__WHAT YOU WILL DO__.
Gather every line of the data below that contains the string "brown". Case counts, so a match must have the same capital and lowercase letters.

__RECORD EXTRACTS__.
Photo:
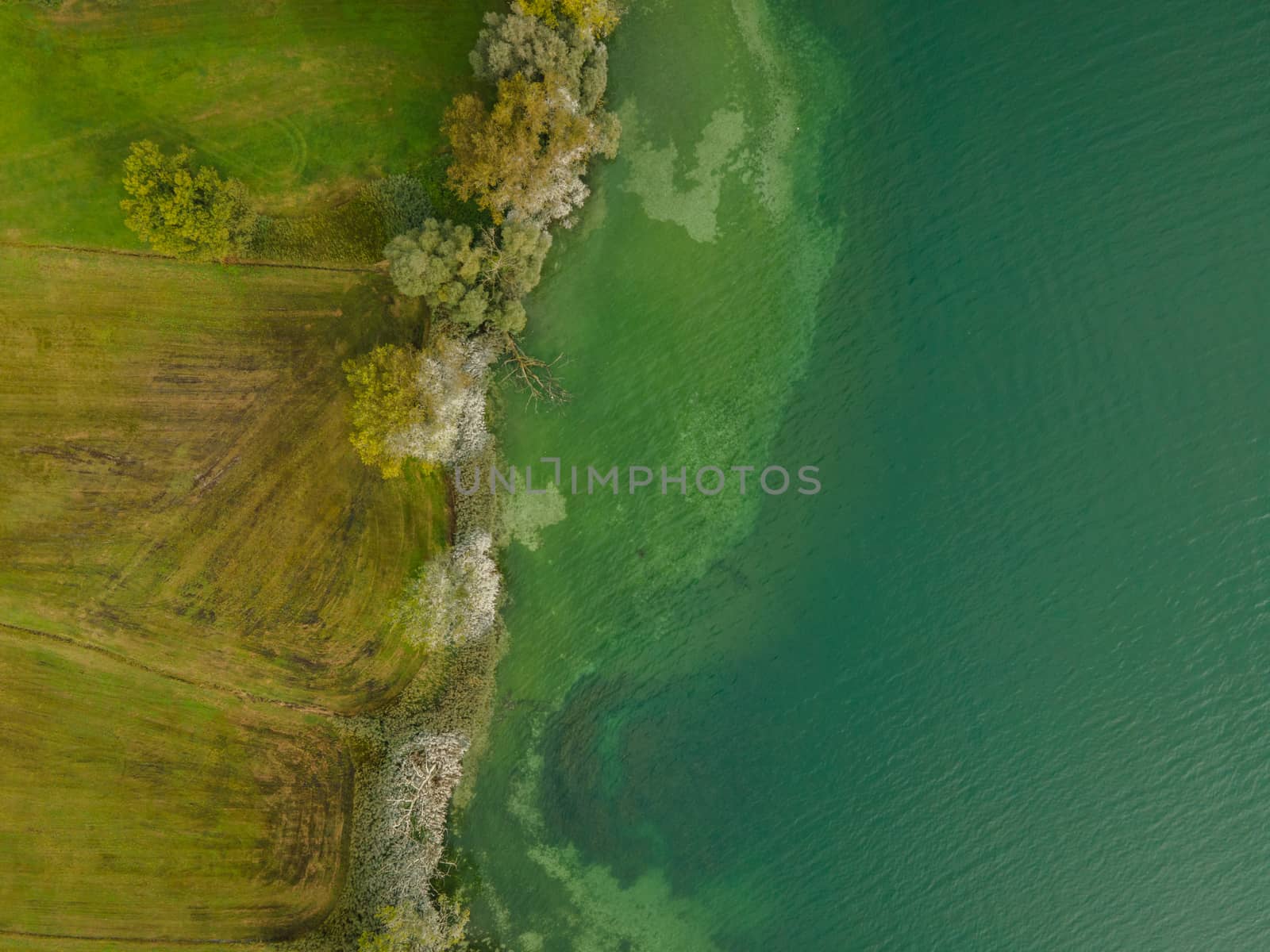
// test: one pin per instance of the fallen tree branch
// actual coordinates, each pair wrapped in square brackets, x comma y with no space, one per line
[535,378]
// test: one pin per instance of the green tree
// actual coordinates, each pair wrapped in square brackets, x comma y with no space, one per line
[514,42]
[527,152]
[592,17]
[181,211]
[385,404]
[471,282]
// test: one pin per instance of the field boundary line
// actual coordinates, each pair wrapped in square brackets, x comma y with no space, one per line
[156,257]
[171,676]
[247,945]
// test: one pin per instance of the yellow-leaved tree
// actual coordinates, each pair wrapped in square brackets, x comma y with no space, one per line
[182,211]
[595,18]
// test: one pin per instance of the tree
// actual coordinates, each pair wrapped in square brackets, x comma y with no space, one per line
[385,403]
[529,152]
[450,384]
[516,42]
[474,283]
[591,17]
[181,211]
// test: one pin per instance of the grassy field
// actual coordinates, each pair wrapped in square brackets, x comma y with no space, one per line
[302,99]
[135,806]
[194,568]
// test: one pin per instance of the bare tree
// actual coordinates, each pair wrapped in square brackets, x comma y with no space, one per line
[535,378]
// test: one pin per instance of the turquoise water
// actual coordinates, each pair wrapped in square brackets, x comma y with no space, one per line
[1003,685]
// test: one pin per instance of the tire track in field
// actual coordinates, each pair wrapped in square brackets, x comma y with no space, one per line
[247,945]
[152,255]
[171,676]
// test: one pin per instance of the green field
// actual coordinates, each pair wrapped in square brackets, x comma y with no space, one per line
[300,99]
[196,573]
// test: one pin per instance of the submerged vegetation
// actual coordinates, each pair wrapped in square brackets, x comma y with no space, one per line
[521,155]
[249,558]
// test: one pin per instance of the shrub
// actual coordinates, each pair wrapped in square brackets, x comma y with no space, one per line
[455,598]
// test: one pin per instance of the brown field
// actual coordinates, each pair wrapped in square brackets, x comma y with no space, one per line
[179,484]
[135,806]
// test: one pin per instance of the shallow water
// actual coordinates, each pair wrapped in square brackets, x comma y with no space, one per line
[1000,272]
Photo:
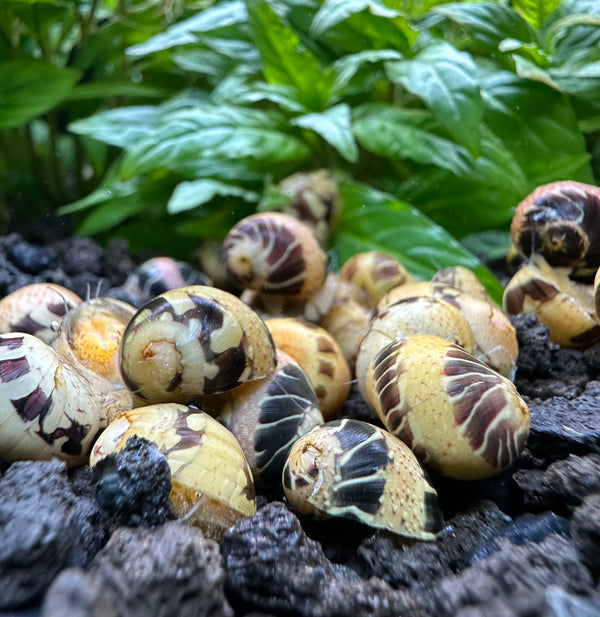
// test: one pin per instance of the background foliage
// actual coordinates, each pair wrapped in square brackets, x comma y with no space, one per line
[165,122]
==
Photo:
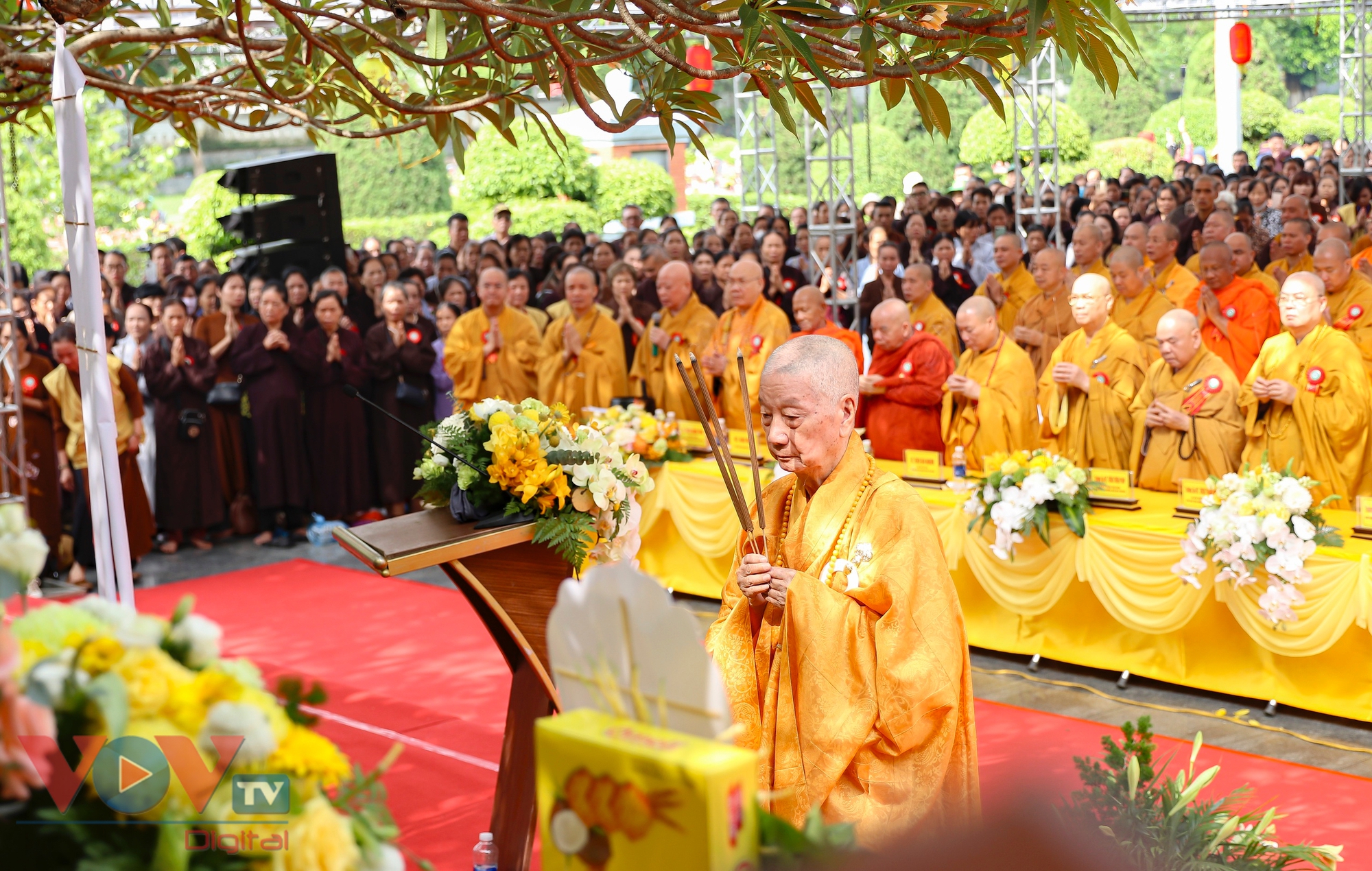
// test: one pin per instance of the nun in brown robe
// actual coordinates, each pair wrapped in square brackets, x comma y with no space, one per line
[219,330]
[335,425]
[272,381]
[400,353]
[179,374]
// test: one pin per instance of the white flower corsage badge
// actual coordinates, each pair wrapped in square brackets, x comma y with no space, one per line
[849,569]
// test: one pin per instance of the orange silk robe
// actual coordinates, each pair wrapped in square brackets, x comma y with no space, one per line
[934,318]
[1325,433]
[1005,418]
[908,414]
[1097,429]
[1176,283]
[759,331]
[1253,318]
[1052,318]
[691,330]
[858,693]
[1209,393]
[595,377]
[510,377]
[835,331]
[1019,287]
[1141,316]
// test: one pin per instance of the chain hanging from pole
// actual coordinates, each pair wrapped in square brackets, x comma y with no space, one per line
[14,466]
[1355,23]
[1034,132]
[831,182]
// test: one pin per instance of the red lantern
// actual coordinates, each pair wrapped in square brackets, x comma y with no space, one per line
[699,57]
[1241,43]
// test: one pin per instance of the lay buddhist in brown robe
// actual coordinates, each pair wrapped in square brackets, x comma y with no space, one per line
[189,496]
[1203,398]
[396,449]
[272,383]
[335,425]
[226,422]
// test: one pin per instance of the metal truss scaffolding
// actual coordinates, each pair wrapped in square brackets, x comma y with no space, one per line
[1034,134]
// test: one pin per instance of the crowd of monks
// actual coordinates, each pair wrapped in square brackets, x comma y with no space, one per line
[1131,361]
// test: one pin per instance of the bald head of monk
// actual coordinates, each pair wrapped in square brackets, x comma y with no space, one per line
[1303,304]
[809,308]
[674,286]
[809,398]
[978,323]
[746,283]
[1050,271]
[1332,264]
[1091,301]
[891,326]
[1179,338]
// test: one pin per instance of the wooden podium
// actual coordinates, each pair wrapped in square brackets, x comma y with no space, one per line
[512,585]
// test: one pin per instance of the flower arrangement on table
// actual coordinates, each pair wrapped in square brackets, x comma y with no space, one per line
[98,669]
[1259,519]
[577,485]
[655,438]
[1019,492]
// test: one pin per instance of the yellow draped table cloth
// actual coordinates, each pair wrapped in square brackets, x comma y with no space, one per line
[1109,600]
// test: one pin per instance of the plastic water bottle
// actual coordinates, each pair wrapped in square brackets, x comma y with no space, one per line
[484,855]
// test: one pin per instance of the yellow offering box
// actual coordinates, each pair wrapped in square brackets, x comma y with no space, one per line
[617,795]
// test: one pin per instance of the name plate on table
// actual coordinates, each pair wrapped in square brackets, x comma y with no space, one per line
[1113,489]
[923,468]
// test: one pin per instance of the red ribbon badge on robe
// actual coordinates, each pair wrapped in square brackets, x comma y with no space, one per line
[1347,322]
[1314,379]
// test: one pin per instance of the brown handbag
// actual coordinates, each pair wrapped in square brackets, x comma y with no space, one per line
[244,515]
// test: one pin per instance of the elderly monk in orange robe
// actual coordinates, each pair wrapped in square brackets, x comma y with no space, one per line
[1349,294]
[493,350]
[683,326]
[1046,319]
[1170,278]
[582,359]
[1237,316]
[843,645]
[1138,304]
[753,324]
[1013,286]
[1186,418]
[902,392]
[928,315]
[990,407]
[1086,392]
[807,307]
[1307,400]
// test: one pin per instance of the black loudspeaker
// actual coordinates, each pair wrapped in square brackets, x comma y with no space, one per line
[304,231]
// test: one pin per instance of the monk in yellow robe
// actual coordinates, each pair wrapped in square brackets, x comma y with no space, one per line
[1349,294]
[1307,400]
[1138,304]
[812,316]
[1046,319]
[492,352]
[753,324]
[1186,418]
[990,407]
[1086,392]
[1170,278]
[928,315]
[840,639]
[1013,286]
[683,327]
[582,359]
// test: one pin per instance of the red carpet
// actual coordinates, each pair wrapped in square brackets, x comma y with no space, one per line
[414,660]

__RIGHT ANSWER__.
// test: one pin per instance of the brown field
// test: one pin per instance of the nun in brown robe
// test: one pin per instance of the lay buddhist in brown robe
// test: one pin per instance of the brown handbag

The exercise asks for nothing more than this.